Published on April 25, 2001

Some experiences are impossible to translate into words, especially if they're particularly traumatic or joyful. So how do you express them? If you're choreographer and performer June Watanabe, you dance. Watanabe's latest show uses bodily expression to revisit personal experiences, in particular one close to her heart: the Japanese-American internment, an embarrassing period in American history when citizens of Japanese descent were herded into camps, purportedly to prevent espionage and treachery, during World War II.

When she was 3 to 6 years old, Watanabe and her family lived in a "segregation center" in Wyoming, having been uprooted from their home in Los Angeles. Since 1979, the feisty choreographer has plumbed the depths of that experience from various perspectives in five very different works -- silently; Herding/Internment; E.O.; Cradle Will Fall; and E.O. 9066 (a reference to the Executive Order that legalized the confinement). Now in her early 60s, Watanabe still finds inspiration in the tragedy, returning to it yet again with her latest, 5/15/45 -- the last dance, a 70-minute performance featuring guest artist Frank Shawl and six dancers. In this latest piece Watanabe transports viewers back to the date of a fictional final dance held at a camp.

____________

| DESCRIPTION OF THE TASK |
Reproduce verbatim the portion of the article on June Watanabe's choreography from "Some experiences are" to "World War II.".

(Bounding box annotation entries)

____________

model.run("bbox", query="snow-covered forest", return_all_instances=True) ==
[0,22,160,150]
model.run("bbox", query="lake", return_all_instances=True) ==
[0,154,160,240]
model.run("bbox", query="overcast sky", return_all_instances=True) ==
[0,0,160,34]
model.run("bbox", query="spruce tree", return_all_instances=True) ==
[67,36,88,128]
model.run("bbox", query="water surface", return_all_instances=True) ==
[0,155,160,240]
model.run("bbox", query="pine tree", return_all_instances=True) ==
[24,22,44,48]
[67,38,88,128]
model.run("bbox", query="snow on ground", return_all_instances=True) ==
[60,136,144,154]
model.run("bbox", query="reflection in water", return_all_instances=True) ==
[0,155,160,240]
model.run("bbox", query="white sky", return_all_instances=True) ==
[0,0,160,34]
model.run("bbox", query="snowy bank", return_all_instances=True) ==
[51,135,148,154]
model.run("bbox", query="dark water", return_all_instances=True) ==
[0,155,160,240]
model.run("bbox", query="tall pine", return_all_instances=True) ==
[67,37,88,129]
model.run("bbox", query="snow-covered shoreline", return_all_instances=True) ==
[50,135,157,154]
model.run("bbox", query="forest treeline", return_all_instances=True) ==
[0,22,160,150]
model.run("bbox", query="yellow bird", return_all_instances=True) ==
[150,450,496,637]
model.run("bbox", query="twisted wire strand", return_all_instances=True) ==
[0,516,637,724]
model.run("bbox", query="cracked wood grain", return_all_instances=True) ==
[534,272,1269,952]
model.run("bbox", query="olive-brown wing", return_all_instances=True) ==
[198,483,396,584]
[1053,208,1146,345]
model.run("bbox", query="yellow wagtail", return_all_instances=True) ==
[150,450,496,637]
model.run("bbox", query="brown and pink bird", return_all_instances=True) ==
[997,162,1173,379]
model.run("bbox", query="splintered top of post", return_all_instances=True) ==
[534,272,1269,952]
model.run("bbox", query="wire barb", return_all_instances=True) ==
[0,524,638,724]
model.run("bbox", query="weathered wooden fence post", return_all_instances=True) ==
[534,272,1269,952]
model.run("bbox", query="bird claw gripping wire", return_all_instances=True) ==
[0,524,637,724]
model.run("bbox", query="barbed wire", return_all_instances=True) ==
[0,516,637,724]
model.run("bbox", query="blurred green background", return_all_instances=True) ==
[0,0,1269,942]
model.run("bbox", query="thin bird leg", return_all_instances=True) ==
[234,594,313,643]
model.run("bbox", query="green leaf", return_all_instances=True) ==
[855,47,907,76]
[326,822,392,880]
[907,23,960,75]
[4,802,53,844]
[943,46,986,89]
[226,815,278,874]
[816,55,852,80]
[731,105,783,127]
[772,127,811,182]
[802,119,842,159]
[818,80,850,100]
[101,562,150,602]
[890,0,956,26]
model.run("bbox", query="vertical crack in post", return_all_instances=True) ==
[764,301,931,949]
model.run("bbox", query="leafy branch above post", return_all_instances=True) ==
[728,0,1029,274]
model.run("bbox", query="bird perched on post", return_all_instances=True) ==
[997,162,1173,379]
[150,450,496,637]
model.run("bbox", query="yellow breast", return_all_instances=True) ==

____________

| IN RESPONSE |
Some experiences are impossible to translate into words, especially if they're particularly traumatic or joyful. So how do you express them? If you're choreographer and performer June Watanabe, you dance. Watanabe's latest show uses bodily expression to revisit personal experiences, in particular one close to her heart: the Japanese-American internment, an embarrassing period in American history when citizens of Japanese descent were herded into camps, purportedly to prevent espionage and treachery, during World War II.